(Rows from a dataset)

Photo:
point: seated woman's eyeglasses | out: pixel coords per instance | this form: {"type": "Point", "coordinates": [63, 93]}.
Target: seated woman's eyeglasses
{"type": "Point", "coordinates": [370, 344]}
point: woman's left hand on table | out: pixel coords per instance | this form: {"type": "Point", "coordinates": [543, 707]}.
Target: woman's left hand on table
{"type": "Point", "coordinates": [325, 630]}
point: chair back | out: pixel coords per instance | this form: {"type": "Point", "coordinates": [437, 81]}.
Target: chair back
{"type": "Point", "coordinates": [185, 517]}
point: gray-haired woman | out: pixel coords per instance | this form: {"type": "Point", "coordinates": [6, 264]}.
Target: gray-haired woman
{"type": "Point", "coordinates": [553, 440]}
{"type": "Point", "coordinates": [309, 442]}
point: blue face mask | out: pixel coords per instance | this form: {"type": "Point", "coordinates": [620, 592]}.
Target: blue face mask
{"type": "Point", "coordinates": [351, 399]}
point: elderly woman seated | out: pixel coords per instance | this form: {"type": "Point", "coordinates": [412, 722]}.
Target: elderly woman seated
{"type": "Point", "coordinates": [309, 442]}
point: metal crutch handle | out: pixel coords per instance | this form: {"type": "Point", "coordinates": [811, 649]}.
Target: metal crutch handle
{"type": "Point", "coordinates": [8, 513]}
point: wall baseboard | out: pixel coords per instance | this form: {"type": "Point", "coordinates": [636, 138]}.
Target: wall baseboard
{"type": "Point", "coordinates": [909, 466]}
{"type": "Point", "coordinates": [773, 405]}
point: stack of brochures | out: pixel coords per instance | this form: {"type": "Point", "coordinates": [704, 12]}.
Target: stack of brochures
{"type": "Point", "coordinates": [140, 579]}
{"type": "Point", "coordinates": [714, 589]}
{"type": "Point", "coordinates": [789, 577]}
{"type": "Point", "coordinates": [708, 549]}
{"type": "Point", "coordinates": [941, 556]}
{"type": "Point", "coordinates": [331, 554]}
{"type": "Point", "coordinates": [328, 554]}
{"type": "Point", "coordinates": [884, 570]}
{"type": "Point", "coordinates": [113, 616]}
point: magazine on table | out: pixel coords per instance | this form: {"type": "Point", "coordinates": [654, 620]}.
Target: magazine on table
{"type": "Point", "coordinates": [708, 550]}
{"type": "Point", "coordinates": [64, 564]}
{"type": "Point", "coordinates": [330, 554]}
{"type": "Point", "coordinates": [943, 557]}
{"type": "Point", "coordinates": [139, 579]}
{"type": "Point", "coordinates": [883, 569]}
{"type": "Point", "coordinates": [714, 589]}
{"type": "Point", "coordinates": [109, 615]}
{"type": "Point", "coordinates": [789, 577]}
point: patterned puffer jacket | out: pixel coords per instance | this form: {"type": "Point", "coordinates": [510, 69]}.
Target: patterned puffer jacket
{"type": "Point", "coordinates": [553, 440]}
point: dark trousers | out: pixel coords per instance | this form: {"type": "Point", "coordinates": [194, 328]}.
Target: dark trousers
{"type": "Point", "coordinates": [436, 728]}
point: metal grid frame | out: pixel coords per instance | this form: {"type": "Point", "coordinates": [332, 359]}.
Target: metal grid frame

**Written task:** Could you return all of the records above verbatim, keeping every line unchanged?

**Exercise response:**
Photo:
point: seated woman's eyeglasses | out: pixel coords per instance | this form: {"type": "Point", "coordinates": [63, 93]}.
Target: seated woman's eyeglasses
{"type": "Point", "coordinates": [370, 344]}
point: woman's left hand on table | out: pixel coords per instance | this form: {"type": "Point", "coordinates": [543, 707]}.
Target: woman's left hand on table
{"type": "Point", "coordinates": [325, 630]}
point: chair back | out: pixel coords per instance | this form: {"type": "Point", "coordinates": [437, 81]}.
Target: chair back
{"type": "Point", "coordinates": [185, 517]}
point: gray-haired woman | out: pixel coords per instance | this form: {"type": "Point", "coordinates": [6, 264]}.
Target: gray-haired woman
{"type": "Point", "coordinates": [553, 440]}
{"type": "Point", "coordinates": [309, 442]}
point: blue face mask | out: pixel coords per instance | this form: {"type": "Point", "coordinates": [620, 592]}.
Target: blue face mask
{"type": "Point", "coordinates": [351, 399]}
point: elderly woman seated | out: pixel coords per instance | this form: {"type": "Point", "coordinates": [412, 722]}.
Target: elderly woman seated
{"type": "Point", "coordinates": [309, 442]}
point: metal crutch handle | out: pixel coords per instance | this form: {"type": "Point", "coordinates": [811, 649]}.
Target: metal crutch handle
{"type": "Point", "coordinates": [8, 513]}
point: wall baseboard | out: pixel coords per instance | this form: {"type": "Point", "coordinates": [636, 138]}.
Target: wall baseboard
{"type": "Point", "coordinates": [909, 466]}
{"type": "Point", "coordinates": [773, 405]}
point: stack of brochures | out: pixel coords per instance | this form: {"type": "Point", "coordinates": [704, 12]}.
Target: stack of brochures
{"type": "Point", "coordinates": [140, 579]}
{"type": "Point", "coordinates": [714, 589]}
{"type": "Point", "coordinates": [789, 577]}
{"type": "Point", "coordinates": [708, 549]}
{"type": "Point", "coordinates": [941, 556]}
{"type": "Point", "coordinates": [331, 554]}
{"type": "Point", "coordinates": [328, 554]}
{"type": "Point", "coordinates": [884, 570]}
{"type": "Point", "coordinates": [113, 616]}
point: magazine on table | out: pixel coords per instance | this form: {"type": "Point", "coordinates": [654, 620]}.
Target: magazine on table
{"type": "Point", "coordinates": [708, 550]}
{"type": "Point", "coordinates": [64, 564]}
{"type": "Point", "coordinates": [330, 554]}
{"type": "Point", "coordinates": [943, 557]}
{"type": "Point", "coordinates": [139, 579]}
{"type": "Point", "coordinates": [883, 569]}
{"type": "Point", "coordinates": [714, 589]}
{"type": "Point", "coordinates": [109, 615]}
{"type": "Point", "coordinates": [789, 577]}
point: patterned puffer jacket | out: pixel coords per instance | this form: {"type": "Point", "coordinates": [510, 69]}.
Target: patterned puffer jacket
{"type": "Point", "coordinates": [553, 440]}
point: dark trousers | out: pixel coords per instance | this form: {"type": "Point", "coordinates": [194, 328]}.
Target: dark trousers
{"type": "Point", "coordinates": [436, 728]}
point: metal grid frame | out: pixel coords per instance | this form: {"type": "Point", "coordinates": [332, 359]}.
Target: metal grid frame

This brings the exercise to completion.